# Exercise passage
##############################
"Send In the Idiots": Bonded by autism — a class reunion

"Send In the Idiots: Stories From the Other Side of Autism"
by Kamran Nazeer
Bloomsbury, 230 pp., $23.95
As a child, author Kamran Nazeer sat only on the white stripe of the rug in his classroom, while one of his classmates routinely interrupted the teacher with chants of, "Send in the idiots." Diagnosed with autism at age 4, Nazeer attended a private school in New York City, which specialized in cutting-edge education for autistic children.
In "Send In the Idiots," Nazeer (now a public policy adviser in the British government), tracks down and visits four of his classmates to explore their present lives. "We are expected to be inept in social settings or with other people's feelings. We are expected to be brilliant with figures, or computer programs, or abstract ideas," Nazeer writes. "What I've found, in each case, has been something rather different."
We meet André, a competent computer researcher in Boston, who mediates his difficulty with emotionally tough conversations by speaking through handmade puppets. In the apartment he shares with his sister Amanda hangs a large poster quoting the diagnostic criteria of autism from a medical manual. "Why leave people to guess whether I am autistic or not?" he points out through his puppet named Ben-Gurion. His conversational aids seem to work well, except when someone interrupts a puppet, which sends André into sulking or tantrum episodes, including one where he locks Nazeer in a bathroom for his breach of puppet etiquette.
Randall is a bike courier who lives with his boyfriend in Chicago. He rides his bike to work with his eyes closed, navigating by the sound of turning cars. He writes poetry in his free time. Randall feels patronized in his relationship with his partner Mike and is annoyed when Mike sends his poetry to an autism journal. The relationship dissolves when Mike, assuming that Randall won't notice the obvious evidence of his infidelity, has an affair.
Nazeer catches up with Craig, the pupil whose classroom chant provided the title of this book, during a job interview in New York. Craig's career as a speechwriter began when he was named high-school valedictorian and wrote the commencement address — but was too shy to deliver it. A freelance speechwriter for the Democratic party, Craig lives alone, socializes and travels, but avoids eye contact. When staying away from home, he must rearrange at least one set of items, such as alphabetizing books on a coffee table, to introduce some personal coherence in his universe.
##############################
# Dataset records
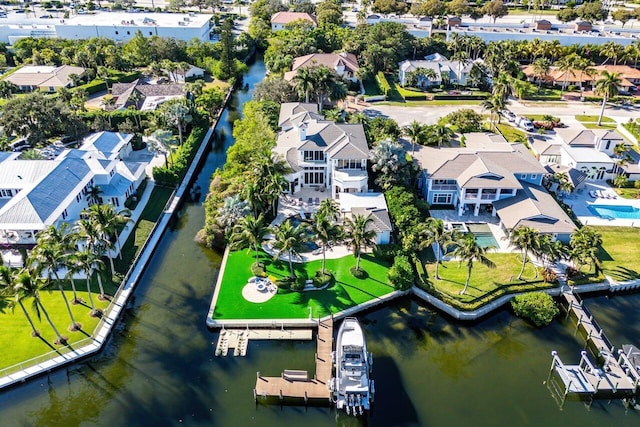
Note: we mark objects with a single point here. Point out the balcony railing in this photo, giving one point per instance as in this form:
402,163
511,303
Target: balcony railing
444,187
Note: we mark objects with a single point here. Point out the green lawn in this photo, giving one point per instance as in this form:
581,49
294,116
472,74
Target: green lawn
486,284
620,252
16,343
347,291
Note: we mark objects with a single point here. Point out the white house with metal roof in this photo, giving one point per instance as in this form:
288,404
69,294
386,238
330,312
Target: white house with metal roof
321,153
499,178
37,193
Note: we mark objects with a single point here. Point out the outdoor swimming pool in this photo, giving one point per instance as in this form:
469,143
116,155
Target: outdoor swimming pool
615,211
483,235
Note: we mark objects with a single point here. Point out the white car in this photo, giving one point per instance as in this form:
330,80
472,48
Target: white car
508,115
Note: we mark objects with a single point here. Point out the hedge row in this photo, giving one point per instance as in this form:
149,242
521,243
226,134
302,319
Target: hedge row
171,175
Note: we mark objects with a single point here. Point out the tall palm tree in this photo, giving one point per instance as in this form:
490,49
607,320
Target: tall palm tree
441,134
469,251
435,233
289,239
607,87
416,132
49,256
85,260
249,232
303,81
28,285
326,232
527,239
359,234
8,282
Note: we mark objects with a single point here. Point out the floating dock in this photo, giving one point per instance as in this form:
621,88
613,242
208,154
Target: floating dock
613,378
297,384
238,339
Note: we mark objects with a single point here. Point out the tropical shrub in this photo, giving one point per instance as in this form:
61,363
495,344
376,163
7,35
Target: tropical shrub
538,307
400,274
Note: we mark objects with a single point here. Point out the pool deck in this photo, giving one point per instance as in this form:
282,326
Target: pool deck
579,202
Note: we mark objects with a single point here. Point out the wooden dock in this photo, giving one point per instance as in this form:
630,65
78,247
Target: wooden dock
297,384
613,378
238,339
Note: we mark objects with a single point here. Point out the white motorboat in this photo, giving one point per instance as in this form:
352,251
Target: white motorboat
352,388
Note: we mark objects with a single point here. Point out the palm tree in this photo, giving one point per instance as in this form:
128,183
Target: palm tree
28,285
434,233
416,132
303,81
326,232
526,239
541,67
49,255
495,104
359,234
469,251
607,86
85,260
289,239
8,282
249,232
441,134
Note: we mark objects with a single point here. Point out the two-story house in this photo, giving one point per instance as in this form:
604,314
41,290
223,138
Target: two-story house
37,193
344,64
491,178
321,153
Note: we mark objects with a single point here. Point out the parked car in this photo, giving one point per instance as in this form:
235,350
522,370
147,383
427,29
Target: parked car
524,123
510,116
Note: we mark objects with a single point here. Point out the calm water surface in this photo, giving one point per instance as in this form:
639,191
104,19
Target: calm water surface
159,367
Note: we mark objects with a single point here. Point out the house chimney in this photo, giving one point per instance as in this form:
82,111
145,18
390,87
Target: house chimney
302,132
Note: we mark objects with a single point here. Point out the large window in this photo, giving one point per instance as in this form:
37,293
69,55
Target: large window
313,156
442,198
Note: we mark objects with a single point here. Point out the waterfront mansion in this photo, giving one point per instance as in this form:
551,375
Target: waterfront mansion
321,153
491,177
35,194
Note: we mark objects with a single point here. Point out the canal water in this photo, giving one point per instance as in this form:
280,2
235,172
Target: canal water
159,368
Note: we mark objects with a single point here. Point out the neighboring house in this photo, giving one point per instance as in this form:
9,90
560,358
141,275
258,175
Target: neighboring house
44,77
444,70
591,152
280,20
143,95
371,205
321,153
35,194
629,76
344,64
180,76
502,179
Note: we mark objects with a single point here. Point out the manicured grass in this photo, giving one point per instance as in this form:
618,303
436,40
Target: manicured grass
620,252
594,119
347,291
511,133
16,343
434,103
485,283
628,193
148,217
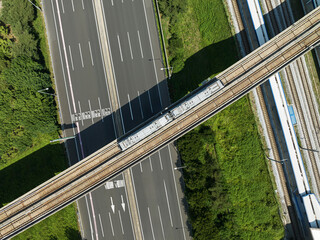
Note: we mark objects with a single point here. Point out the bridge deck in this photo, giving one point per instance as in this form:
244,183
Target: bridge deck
238,80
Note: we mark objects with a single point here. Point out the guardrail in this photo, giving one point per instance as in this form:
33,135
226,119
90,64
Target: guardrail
238,80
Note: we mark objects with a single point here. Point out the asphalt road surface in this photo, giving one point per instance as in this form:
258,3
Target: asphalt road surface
142,92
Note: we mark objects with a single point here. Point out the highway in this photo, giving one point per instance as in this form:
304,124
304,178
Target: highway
141,91
109,161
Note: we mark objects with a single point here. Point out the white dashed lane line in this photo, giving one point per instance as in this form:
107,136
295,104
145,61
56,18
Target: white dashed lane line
##############################
# Work order 1
In the review of "Send In the Idiots," how does Randall find his way when he rides his bike to work?
# Work order 2
Extend the review of "Send In the Idiots" from the point where it stops.

# Exercise output 1
He rides with his eyes closed and navigates by the sound of turning cars.

# Exercise output 2
Finally, Nazeer visits the parents of another classmate, Elizabeth, who committed suicide in 2002. Explaining his interest in her story, he writes, "I was in danger of turning her into an emblem of autistic misery, of making her stand for all those whom I didn't get to talk to and whose trouble I had to imagine ... of sticking all those arrows in her flesh." Elizabeth was a talented piano player who briefly taught lessons, but who found routine life, like navigating the local bus route, almost impossible.
Struck with epilepsy, temper outbursts and deep depression, a teenage Elizabeth briefly moved to a residential clinic. After two years she returned home, gradually retreated completely, overdosed on her medications and drowned herself in the family pool.
"Send In the Idiots" is an earnest attempt to illuminate and educate, written with candor and moments of unapologetic wit. "Striking up conversations is an autistic person's version of extreme sports," Nazeer notes. His writing occasionally drifts into tangential discussions of topics ranging from the meaning of genius (relevant) to the politics of the Bush-Kerry presidential campaign (distracting). Yet Nazeer succeeds in supporting his argument against "mind blindness," the frequent assumption that people with autism lack any insight into the minds of other people. Using his elite credentials, Nazeer interweaves his own story with his classmates' to give insight into the autistic mind.